→ Task: Lay out the lines of the material below, from the line with "panel --shape polygon" up to and including the line with "[[[265,254],[328,254],[327,240],[268,240]]]", as a Markdown table with the columns Row and Line. Give each line its own numbered row and omit blank lines.

→ Dataset records:
┌────────

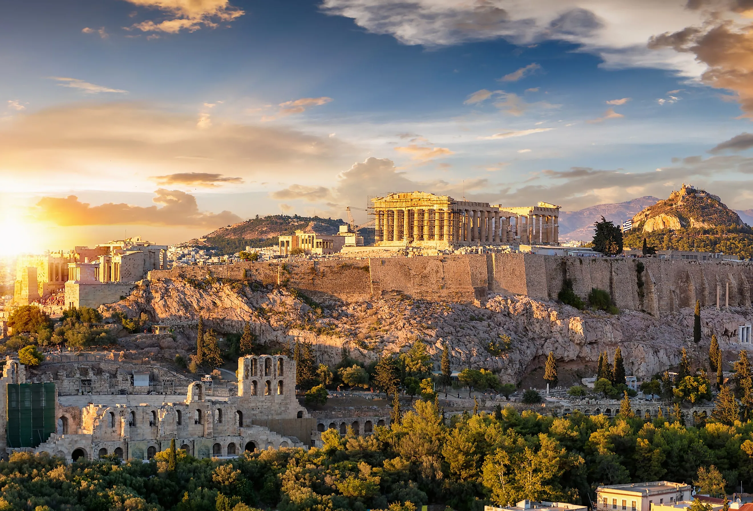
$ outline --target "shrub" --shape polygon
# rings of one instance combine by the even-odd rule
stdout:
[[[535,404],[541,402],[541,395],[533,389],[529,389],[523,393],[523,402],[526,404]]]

└────────
┌────────

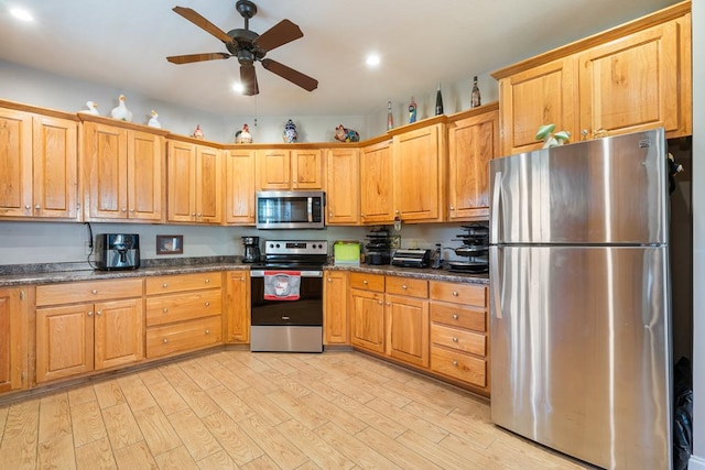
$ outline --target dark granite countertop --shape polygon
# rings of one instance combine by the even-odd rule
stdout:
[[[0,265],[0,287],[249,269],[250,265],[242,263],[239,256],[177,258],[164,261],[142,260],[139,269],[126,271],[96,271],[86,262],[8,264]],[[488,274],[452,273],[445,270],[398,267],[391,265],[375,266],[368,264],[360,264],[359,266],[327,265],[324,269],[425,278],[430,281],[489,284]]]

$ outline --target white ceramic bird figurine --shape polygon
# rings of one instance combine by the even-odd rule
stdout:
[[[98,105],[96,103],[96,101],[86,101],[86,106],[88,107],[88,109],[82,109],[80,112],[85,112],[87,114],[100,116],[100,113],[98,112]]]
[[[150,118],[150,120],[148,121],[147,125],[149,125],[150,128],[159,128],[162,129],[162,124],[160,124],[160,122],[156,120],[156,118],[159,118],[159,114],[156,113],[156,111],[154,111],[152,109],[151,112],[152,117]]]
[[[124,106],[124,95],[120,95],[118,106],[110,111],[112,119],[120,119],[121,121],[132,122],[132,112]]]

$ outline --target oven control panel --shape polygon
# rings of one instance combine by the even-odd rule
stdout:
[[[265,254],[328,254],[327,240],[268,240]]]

└────────

→ Full output:
| Row | Line |
|---|---|
| 1 | $ outline --target oven control panel --shape polygon |
| 2 | # rings of one instance combine by the even-odd rule |
| 3 | stdout: |
| 4 | [[[265,254],[328,254],[327,240],[268,240]]] |